WORK TASK: An exact copy of all the entries is what is needed here.

DATA PROVIDED:
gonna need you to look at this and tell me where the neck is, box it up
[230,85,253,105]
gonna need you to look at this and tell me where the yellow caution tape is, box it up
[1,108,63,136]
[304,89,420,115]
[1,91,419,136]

SOLUTION TO THIS PROBLEM:
gonna need you to look at this and tell me where the neck is, box it up
[230,85,253,105]
gonna need you to look at this and tell me where the yellow caution tape is, box it up
[1,108,63,136]
[304,89,420,115]
[1,91,419,136]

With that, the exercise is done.